# [Task description]
Count the lines in the records below that contain the word "wall" and reply with that number alone.

::::

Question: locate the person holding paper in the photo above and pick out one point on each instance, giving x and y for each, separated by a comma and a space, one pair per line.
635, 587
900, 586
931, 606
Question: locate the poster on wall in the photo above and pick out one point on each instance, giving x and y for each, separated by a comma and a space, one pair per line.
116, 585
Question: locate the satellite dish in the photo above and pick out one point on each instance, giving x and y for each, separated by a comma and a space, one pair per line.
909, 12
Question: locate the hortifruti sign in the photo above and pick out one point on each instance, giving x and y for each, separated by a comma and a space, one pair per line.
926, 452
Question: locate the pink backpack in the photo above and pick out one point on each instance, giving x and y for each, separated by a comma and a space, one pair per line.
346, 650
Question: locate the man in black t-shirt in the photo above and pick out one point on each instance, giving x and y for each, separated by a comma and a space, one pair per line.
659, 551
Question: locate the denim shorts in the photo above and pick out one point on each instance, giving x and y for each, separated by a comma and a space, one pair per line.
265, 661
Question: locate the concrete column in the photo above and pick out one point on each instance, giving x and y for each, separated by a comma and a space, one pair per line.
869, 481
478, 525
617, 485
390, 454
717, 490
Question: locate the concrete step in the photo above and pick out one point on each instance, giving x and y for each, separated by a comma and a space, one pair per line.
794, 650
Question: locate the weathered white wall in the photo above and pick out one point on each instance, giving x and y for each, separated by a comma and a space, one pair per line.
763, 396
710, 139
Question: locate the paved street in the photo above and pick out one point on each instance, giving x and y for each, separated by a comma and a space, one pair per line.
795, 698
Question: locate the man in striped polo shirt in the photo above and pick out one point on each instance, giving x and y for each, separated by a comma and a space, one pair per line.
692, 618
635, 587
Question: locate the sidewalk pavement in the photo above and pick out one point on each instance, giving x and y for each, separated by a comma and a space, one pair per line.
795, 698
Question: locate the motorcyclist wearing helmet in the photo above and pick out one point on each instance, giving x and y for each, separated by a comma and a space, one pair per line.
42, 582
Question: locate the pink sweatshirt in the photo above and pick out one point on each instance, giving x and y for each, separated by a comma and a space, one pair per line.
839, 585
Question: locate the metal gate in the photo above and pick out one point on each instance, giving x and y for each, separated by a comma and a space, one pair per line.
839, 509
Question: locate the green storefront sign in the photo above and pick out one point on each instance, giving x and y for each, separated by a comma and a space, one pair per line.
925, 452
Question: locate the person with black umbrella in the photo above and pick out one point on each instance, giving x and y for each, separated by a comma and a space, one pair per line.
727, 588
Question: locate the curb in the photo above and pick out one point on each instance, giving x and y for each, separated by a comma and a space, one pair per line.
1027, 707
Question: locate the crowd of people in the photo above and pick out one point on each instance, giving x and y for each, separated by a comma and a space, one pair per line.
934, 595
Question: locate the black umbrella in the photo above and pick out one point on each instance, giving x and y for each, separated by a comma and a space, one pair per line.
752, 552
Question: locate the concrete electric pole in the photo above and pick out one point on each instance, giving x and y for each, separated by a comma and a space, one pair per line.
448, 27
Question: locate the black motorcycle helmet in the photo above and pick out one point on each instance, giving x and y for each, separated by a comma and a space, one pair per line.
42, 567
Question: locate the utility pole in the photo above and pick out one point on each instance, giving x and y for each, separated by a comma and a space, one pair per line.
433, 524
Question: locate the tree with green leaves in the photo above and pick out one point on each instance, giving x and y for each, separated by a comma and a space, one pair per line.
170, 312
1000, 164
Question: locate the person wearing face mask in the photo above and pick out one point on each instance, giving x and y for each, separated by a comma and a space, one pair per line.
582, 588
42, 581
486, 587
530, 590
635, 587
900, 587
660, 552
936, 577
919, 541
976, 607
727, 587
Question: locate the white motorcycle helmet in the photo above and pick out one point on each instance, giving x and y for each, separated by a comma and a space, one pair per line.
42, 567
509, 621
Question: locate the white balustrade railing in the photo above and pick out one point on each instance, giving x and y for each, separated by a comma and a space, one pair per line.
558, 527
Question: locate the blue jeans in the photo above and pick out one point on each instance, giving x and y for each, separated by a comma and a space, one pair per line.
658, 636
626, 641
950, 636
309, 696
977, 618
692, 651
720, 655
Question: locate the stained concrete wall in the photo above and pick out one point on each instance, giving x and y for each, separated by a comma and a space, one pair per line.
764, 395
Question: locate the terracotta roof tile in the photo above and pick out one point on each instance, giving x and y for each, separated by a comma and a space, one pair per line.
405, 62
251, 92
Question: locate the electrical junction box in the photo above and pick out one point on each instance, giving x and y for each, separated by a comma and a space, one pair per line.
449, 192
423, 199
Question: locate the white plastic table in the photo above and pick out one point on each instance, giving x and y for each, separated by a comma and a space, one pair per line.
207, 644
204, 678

::::

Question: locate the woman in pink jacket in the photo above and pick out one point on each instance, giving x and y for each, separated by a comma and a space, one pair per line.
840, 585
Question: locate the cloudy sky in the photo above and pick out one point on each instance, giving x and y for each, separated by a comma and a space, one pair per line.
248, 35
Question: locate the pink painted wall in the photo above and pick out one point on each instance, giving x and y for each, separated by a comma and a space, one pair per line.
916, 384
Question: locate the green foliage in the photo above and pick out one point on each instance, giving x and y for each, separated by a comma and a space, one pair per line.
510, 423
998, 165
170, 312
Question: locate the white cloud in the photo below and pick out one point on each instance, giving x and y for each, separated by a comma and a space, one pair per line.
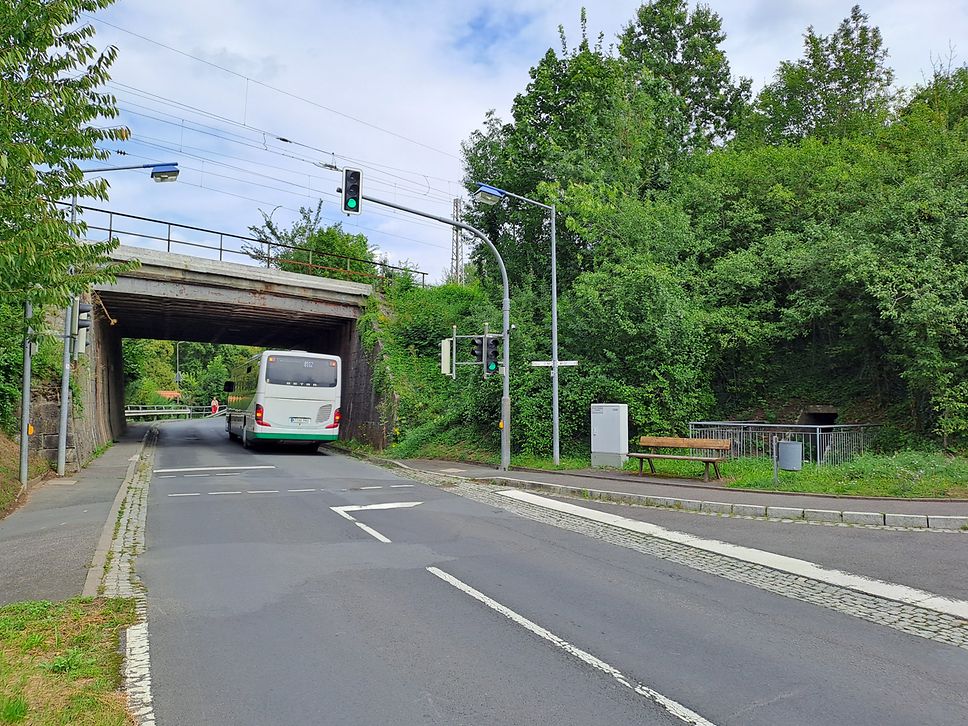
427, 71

::::

# [Written answer]
4